Quoted passage:
AOA contributes to CDC vision initiative to build upon National Academies report

April 25, 2017
Expert panel identifying strategic objectives for CDC implementation.

Improving Americans' eye and vision health through a concerted public health approach, a Centers for Disease Control and Prevention (CDC) initiative is soliciting stakeholder expertise in strategic planning.

Building upon the landmark 2016 National Academies of Sciences, Engineering and Medicine report, "Making Eye Health a Population Imperative: Vision for Tomorrow," the CDC's Vision Health Initiative (VHI) is seeking input and perspective in the development of its strategic agenda for promoting eye and vision health nationwide through a multidisciplinary stakeholder panel. These experts will help synthesize the National Academies' reports' major recommendations into actionable items moving forward.

The CDC VHI, a liaison between state and national partners, helps to improve vision health through surveillance, applied public health research, and programs and policies that prevent and control eye disease, injury and vision loss. Among its objectives, the CDC VHI works toward identifying and acting upon evidence-based, cost-effective public health interventions to prevent vision loss, promote eye health and reduce health disparities.

Lori Grover, O.D., Ph.D., AOA Evidence-based Optometry Committee member and National Academies' report author, will serve on the panel alongside experts, including ophthalmology, public health officials, health economists and others. Dr. Grover will serve as a sounding board for CDC, including reviewing key evidence, briefing documents and background materials.

"It's my hope that this work helps to make a major impact on how important eye health is to overall health, and reinforces the value of comprehensive eye and vision care to the nation," Dr. Grover says. "Having that highest-level platform of a national agency—a center so highly respected that we look to it for all health-related issues—I'm hoping the public will take away a renewed, elevated view of the importance of comprehensive eye and vision care, and how doctors of optometry play a major role in facilitating access and integrating patient care with health systems across the nation."

The AOA's participation with CDC VHI stems from continued advocacy efforts to promote education and access to in-person, comprehensive eye examinations, the gold-standard in eye health and vision care, which was central to the AOA's input with the National Academies' report. That report, published in September 2016, offered nine recommendations to address the nation's eye and vision care burden, many stressing the need for greater access and awareness.

The CDC's own data indicate that more than 50% of adults who did not seek eye care reported lack of awareness or cost as the main factor. Therefore, the National Academies' report's recommendations focused on five foundational strategies, including:

  1. Facilitating public awareness through timely access to accurate and locally relevant information.

Given information:
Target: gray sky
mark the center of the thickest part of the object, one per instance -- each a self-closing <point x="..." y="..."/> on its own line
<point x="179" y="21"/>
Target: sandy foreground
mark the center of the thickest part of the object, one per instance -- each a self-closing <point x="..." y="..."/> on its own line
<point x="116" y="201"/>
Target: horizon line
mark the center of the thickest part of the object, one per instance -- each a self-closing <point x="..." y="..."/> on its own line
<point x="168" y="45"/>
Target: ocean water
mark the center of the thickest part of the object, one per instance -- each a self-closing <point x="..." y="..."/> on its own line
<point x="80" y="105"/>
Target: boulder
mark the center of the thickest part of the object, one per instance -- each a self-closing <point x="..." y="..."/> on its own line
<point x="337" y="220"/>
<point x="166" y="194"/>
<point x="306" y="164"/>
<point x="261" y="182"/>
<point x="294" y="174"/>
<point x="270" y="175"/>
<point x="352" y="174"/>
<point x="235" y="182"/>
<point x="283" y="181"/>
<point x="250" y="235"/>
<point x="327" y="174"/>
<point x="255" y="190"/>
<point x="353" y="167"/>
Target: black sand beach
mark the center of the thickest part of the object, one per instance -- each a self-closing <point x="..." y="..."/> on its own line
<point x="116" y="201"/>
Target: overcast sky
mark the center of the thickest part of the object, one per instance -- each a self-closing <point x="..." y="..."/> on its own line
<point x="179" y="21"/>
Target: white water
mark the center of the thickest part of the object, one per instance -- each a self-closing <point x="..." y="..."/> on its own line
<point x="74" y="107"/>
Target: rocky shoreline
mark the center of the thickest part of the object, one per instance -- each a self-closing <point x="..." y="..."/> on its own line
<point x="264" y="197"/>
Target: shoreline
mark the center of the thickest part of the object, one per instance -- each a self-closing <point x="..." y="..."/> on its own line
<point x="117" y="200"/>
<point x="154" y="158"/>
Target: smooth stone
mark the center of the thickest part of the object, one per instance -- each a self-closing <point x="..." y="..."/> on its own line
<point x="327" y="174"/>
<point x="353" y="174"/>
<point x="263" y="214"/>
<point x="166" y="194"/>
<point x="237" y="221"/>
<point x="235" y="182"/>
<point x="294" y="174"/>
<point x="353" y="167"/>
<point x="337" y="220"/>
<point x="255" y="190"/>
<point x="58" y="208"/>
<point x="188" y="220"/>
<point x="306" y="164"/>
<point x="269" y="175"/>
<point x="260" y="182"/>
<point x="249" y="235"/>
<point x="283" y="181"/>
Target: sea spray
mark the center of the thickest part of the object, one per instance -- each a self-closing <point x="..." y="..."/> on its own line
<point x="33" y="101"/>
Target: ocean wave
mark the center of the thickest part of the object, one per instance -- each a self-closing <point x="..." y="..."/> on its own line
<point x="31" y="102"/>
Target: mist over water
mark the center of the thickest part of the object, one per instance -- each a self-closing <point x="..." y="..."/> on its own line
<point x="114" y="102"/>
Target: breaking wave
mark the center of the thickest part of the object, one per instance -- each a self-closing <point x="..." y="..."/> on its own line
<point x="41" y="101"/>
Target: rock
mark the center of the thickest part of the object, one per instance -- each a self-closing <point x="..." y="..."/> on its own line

--

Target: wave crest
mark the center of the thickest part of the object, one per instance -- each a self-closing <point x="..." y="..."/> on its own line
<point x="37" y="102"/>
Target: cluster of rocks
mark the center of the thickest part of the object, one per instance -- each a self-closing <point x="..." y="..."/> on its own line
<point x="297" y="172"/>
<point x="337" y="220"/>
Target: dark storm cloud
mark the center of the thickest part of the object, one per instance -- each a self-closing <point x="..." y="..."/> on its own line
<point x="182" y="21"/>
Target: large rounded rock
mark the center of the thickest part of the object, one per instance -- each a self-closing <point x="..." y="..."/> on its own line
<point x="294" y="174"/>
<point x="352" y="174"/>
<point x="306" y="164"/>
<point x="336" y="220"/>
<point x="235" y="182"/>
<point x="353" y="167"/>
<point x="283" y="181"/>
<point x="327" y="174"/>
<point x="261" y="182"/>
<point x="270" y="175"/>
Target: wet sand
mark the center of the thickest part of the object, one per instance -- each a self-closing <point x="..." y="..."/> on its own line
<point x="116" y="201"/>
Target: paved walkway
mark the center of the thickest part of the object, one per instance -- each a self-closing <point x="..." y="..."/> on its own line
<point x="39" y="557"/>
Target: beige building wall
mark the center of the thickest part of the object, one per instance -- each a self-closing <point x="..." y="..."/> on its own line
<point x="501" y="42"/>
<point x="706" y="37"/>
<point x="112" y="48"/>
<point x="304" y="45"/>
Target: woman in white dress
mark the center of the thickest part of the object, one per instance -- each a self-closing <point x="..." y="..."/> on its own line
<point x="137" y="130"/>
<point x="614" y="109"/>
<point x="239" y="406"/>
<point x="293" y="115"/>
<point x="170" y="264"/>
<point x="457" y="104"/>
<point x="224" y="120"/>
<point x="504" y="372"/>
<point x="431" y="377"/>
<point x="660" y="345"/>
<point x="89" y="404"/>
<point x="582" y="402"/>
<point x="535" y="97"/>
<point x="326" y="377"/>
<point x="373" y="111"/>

Required action A: Retype the stretch from "April 25, 2017" through "items moving forward." in the article on the CDC vision initiative.
Required action B: Render this sentence from the article on the CDC vision initiative in Spanish: "The CDC's own data indicate that more than 50% of adults who did not seek eye care reported lack of awareness or cost as the main factor."
Required action C: Write what comes next in the article on the CDC vision initiative, picking up after its final line.

Your response A:
April 25, 2017
Expert panel identifying strategic objectives for CDC implementation.

Improving Americans' eye and vision health through a concerted public health approach, a Centers for Disease Control and Prevention (CDC) initiative is soliciting stakeholder expertise in strategic planning.

Building upon the landmark 2016 National Academies of Sciences, Engineering and Medicine report, "Making Eye Health a Population Imperative: Vision for Tomorrow," the CDC's Vision Health Initiative (VHI) is seeking input and perspective in the development of its strategic agenda for promoting eye and vision health nationwide through a multidisciplinary stakeholder panel. These experts will help synthesize the National Academies' reports' major recommendations into actionable items moving forward.

Your response B: Los propios datos de los CDC indican que más del 50 % de los adultos que no buscaron atención oftalmológica señalaron la falta de conocimiento o el costo como el factor principal.

Your response C:
  2. Generating evidence to guide policy decisions and evidence-based actions.
  3. Expanding access to appropriate clinical care.
  4. Enhancing public health capacities to support vision-related activities; and.
  5. Promote community actions that encourage eye- and vision-healthy environments.

These strategies reflect the AOA's efforts to expand clinical eye care and regular, in-person comprehensive eye examinations, and its goal to eliminate barriers that hinder access to America's family eye doctors.

"Today's doctors of optometry are the best and brightest. Combining the exceptional eye health and vision care they provide with today's technology and tools, we can implement these recommendations with further AOA guidance to deliver quality, evidence-based care to change the face of vision health and ensure that everyone has access to in-person, comprehensive eye examinations and needed clinical eye care," said AOA President Andrea P. Thau, O.D., with the report's release.

AOA already making progress, bolstering pediatric advocacy

While the CDC VHI will take the National Academies' report recommendations one step further, the AOA continues to deliver on these strategic goals, as well. This is no more evident than in AOA's ongoing advocacy for pediatric eye care.

Not only did the AOA champion inclusion of the Pediatric Essential Health Benefit in the Affordable Care Act—making vision care, including comprehensive eye examinations and glasses for children from birth through age 18, a required element of insurance coverage—but the AOA also developed the Comprehensive Pediatric Eye and Vision Examination evidence-based clinical practice guideline to bolster primary care doctors, promote multidisciplinary coordination and support advocacy priorities.

However, to address the critical need for all children to receive comprehensive vision care, greater collaboration is necessary between health providers. Recently, the AOA offered an idea for a new payment model for the Centers for Medicare & Medicaid Services (CMS) to test, building upon CMS' high-value priority on interprofessional care communications in Medicare populations.

In a letter addressed to CMS Administrator Seema Verma on March 28, the AOA cited the National Academies' report's findings on preventable vision loss and its recommendations to underscore the need for necessary communication between pediatric care team members, including referrals for comprehensive eye examinations.

The AOA recommended that CMS test a new model of care whereby pediatricians are prompted to ask parents of children under the age of six whether the child has received a comprehensive eye examination by an eye doctor, and refer for further care if not. Additionally, the AOA suggested behavioral health professionals ascertain whether a child has received a comprehensive eye examination before making an ADHD diagnosis. In both cases, the AOA cites the National Academies' report findings and the Comprehensive Pediatric Eye and Vision Examination to support these recommendations.